### Description of the task
Could you reproduce, exactly and alone, the lines running from the one with "the gold cake" to the end of the data below?

(Region pointing data)
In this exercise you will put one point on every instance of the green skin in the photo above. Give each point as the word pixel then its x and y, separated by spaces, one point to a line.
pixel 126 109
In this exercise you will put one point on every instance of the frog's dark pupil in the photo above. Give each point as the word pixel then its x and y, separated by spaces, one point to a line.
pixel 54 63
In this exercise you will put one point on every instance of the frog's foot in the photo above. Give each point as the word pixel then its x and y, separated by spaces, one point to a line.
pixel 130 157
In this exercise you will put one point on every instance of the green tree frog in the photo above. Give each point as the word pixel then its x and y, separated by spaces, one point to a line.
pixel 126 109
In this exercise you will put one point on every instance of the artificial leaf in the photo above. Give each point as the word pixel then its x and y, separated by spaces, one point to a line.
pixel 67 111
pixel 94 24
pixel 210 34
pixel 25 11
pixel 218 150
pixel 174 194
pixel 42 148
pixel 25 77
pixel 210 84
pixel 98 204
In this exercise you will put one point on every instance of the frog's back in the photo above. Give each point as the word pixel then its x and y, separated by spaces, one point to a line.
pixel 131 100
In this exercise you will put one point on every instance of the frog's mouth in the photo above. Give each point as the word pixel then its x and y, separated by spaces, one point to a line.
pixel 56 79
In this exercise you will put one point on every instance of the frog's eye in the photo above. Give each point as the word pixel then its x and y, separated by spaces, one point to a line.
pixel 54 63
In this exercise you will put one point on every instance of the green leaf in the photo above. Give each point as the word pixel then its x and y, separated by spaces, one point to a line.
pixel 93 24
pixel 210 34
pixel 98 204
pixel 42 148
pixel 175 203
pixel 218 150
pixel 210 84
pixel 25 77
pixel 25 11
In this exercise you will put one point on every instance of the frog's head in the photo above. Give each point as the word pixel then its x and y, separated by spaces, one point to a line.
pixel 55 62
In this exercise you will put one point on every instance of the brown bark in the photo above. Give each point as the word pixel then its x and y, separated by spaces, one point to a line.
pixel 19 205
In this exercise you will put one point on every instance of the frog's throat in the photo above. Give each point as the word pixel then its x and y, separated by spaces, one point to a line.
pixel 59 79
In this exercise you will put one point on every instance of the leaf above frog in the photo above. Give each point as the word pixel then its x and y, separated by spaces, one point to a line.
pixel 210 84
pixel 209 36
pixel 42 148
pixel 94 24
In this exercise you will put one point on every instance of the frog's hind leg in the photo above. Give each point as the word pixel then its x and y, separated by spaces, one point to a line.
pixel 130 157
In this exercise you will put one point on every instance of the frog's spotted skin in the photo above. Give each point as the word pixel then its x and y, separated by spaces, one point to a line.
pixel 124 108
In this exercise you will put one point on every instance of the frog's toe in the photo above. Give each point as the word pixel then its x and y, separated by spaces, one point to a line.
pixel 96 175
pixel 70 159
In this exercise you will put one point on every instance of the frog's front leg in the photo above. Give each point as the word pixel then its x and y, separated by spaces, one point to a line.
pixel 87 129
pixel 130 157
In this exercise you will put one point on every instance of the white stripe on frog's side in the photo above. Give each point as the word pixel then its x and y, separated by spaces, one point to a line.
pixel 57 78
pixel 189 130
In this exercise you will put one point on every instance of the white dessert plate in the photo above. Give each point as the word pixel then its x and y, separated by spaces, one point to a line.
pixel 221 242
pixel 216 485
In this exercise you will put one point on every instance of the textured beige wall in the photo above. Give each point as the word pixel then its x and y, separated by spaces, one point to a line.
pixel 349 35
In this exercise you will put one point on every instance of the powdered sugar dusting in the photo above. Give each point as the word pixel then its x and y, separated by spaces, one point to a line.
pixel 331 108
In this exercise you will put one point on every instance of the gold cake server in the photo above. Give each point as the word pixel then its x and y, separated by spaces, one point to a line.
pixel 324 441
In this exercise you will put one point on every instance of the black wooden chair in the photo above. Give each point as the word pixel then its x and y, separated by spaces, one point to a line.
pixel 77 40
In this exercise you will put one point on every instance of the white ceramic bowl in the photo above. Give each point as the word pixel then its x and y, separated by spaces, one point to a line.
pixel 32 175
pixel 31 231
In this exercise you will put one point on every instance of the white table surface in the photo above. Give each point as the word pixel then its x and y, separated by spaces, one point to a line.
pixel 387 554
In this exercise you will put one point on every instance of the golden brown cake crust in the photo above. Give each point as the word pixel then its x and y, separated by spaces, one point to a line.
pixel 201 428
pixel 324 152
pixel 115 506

### Reply
In this exercise you will put one point on every instance of the gold cake server in the photo above. Give each point as the word pixel then its x and y, separated by spaces, one point to a line.
pixel 324 441
In this exercise you will put one point on every instance of the black wooden chair in the photo above. Give each point as the word pixel then its x and y, separated by spaces, one point to a line.
pixel 77 40
In this exercise you will put one point on every instance of the white ceramic bowl in the photo above. Give each point as the word pixel then its x and y, separated by spaces, one point to a line.
pixel 32 175
pixel 31 231
In this exercise you will put one point on every instance of the white table surface in the photo above. Give each point as the word pixel then its x and y, separated by spaces, one point to a line.
pixel 387 554
In this exercise you will put one point on every instance of the golden brown cake crust in the photo above. Give each point as the word pixel then its x and y, separated by spaces, one point to a line.
pixel 201 428
pixel 324 152
pixel 115 506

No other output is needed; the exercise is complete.